Exercise objective ::
Please retype every entry as written, and keep the pictures out.

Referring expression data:
────────────────────
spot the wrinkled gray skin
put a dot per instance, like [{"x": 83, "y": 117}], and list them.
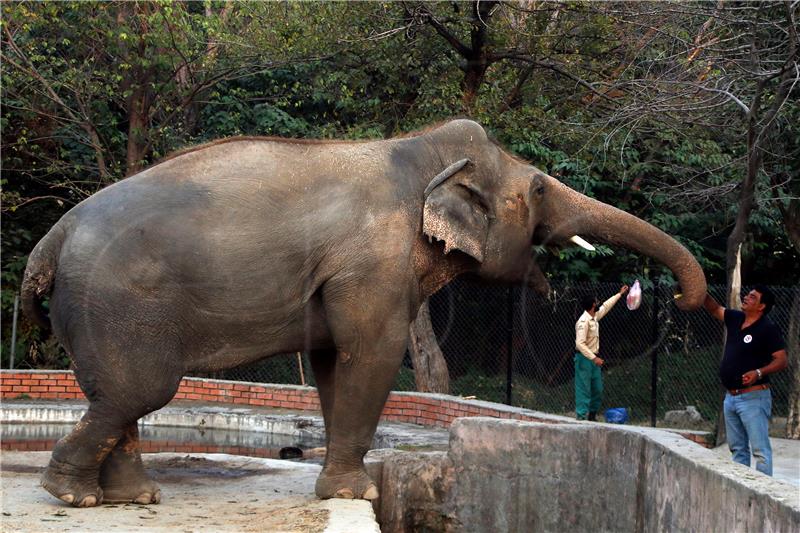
[{"x": 240, "y": 249}]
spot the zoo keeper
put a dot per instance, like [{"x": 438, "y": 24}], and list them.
[{"x": 588, "y": 379}]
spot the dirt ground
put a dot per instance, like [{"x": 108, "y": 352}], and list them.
[{"x": 199, "y": 493}]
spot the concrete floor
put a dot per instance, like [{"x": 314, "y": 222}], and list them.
[
  {"x": 209, "y": 492},
  {"x": 785, "y": 459}
]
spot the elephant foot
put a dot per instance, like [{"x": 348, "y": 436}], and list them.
[
  {"x": 124, "y": 480},
  {"x": 74, "y": 485},
  {"x": 143, "y": 495},
  {"x": 348, "y": 485}
]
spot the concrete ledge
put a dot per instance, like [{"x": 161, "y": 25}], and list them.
[{"x": 507, "y": 475}]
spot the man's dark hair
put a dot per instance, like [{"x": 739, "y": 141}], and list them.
[
  {"x": 587, "y": 302},
  {"x": 767, "y": 297}
]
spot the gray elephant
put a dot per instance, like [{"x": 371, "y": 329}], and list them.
[{"x": 246, "y": 247}]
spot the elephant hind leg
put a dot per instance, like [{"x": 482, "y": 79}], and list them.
[
  {"x": 122, "y": 475},
  {"x": 119, "y": 396},
  {"x": 72, "y": 474},
  {"x": 323, "y": 363}
]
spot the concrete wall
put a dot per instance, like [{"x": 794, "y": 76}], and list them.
[{"x": 505, "y": 475}]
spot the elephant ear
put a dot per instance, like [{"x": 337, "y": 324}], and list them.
[{"x": 456, "y": 212}]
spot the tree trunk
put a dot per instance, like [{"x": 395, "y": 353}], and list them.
[
  {"x": 793, "y": 350},
  {"x": 138, "y": 109},
  {"x": 430, "y": 368}
]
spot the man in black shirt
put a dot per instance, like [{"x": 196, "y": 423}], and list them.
[{"x": 754, "y": 349}]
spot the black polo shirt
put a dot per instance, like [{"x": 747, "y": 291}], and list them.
[{"x": 747, "y": 349}]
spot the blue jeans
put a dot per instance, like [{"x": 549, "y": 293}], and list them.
[{"x": 747, "y": 425}]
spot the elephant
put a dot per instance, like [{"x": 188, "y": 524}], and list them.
[{"x": 231, "y": 251}]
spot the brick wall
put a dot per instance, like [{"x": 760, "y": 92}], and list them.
[
  {"x": 413, "y": 407},
  {"x": 416, "y": 408}
]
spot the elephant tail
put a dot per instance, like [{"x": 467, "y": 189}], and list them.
[{"x": 40, "y": 274}]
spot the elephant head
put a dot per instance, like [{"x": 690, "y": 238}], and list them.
[{"x": 495, "y": 208}]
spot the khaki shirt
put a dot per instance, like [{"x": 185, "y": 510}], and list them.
[{"x": 587, "y": 329}]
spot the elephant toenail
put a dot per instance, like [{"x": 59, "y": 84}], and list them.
[
  {"x": 344, "y": 493},
  {"x": 89, "y": 501}
]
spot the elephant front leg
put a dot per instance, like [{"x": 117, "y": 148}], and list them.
[{"x": 367, "y": 360}]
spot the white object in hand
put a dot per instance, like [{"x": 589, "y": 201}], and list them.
[{"x": 634, "y": 298}]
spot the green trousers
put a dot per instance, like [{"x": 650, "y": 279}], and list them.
[{"x": 588, "y": 387}]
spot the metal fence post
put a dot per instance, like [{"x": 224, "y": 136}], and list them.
[
  {"x": 654, "y": 359},
  {"x": 509, "y": 342},
  {"x": 14, "y": 331}
]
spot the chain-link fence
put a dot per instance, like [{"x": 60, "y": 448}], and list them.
[{"x": 510, "y": 345}]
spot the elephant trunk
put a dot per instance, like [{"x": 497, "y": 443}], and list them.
[{"x": 571, "y": 213}]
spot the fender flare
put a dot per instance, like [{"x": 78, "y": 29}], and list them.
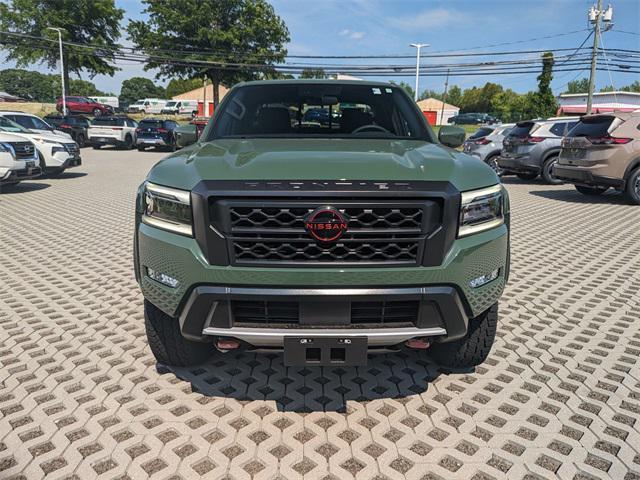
────────────────────
Answer for this exercise ::
spot the wrinkled gray skin
put a dot per instance, like [{"x": 83, "y": 117}], and list them.
[{"x": 240, "y": 249}]
spot the zoo keeper
put a dot per instance, like [{"x": 438, "y": 24}], and list them.
[{"x": 588, "y": 379}]
spot the dirt ground
put a dot per instance, like [{"x": 108, "y": 352}], and list them.
[{"x": 199, "y": 493}]
spot the concrete floor
put a dot per instance, like [{"x": 314, "y": 222}], and list them.
[
  {"x": 209, "y": 492},
  {"x": 785, "y": 459}
]
spot the elephant foot
put a dot per instance, like [{"x": 348, "y": 436}], and list them.
[
  {"x": 124, "y": 480},
  {"x": 74, "y": 485},
  {"x": 143, "y": 495},
  {"x": 348, "y": 485}
]
spot the concrete ledge
put a dot per instance, like [{"x": 161, "y": 25}], and list them.
[{"x": 507, "y": 475}]
spot the man's dark hair
put a dot per instance, like [{"x": 739, "y": 141}], and list them.
[
  {"x": 587, "y": 302},
  {"x": 767, "y": 297}
]
spot the gray elephant
put a dot per instance, like [{"x": 371, "y": 329}], and list them.
[{"x": 246, "y": 247}]
spot the elephant hind leg
put a dot per instance, like [{"x": 482, "y": 79}], and list them.
[
  {"x": 122, "y": 475},
  {"x": 119, "y": 396},
  {"x": 72, "y": 474},
  {"x": 323, "y": 363}
]
spot the concrete wall
put a dot per instance, like [{"x": 794, "y": 76}], and list them.
[{"x": 505, "y": 475}]
spot the elephant ear
put a dot per instance, like [{"x": 337, "y": 324}], and list them.
[{"x": 456, "y": 212}]
spot the tree trunk
put a dot per instance, like [{"x": 395, "y": 353}], and list them.
[
  {"x": 793, "y": 350},
  {"x": 138, "y": 109},
  {"x": 430, "y": 368}
]
spot the man in black shirt
put a dot per instance, like [{"x": 196, "y": 423}], and list them.
[{"x": 754, "y": 349}]
spot the black polo shirt
put a dot per instance, like [{"x": 747, "y": 291}], and list them.
[{"x": 747, "y": 349}]
spot the blue jeans
put a dot per instance, like [{"x": 549, "y": 293}], and list them.
[{"x": 747, "y": 425}]
spot the elephant
put a dot per instance, like [{"x": 188, "y": 524}], and list them.
[{"x": 231, "y": 251}]
spot the brick wall
put a dot per instance, like [{"x": 760, "y": 92}], and list them.
[
  {"x": 413, "y": 407},
  {"x": 416, "y": 408}
]
spot the elephant tail
put a dot per instance, like [{"x": 467, "y": 189}], and list them.
[{"x": 40, "y": 274}]
spot the elephant head
put a dot per instance, like [{"x": 690, "y": 238}], and list them.
[{"x": 495, "y": 208}]
spot the khaki shirt
put a dot per instance, like [{"x": 185, "y": 510}], and list them.
[{"x": 587, "y": 329}]
spot the elephant toenail
put a dot per instance, like [{"x": 59, "y": 84}], and list them.
[
  {"x": 344, "y": 493},
  {"x": 89, "y": 501}
]
spot the elephant front leg
put a dot per instance, like [{"x": 117, "y": 148}], and list them.
[{"x": 367, "y": 360}]
spot the white object in hand
put a dot per instance, like [{"x": 589, "y": 201}], and list them.
[{"x": 634, "y": 298}]
spot the green trousers
put a dot per instance, like [{"x": 650, "y": 279}], and list them.
[{"x": 588, "y": 387}]
spot the metal fence post
put a dot per instance, like [{"x": 224, "y": 136}], and list them.
[
  {"x": 654, "y": 359},
  {"x": 509, "y": 342},
  {"x": 14, "y": 331}
]
spot the chain-link fence
put a dot per instance, like [{"x": 60, "y": 448}], and list them.
[{"x": 510, "y": 345}]
spot the elephant trunk
put a dot per instance, like [{"x": 497, "y": 443}], and list them.
[{"x": 571, "y": 213}]
spot the fender flare
put a dot per instance, like [{"x": 78, "y": 29}], and list them.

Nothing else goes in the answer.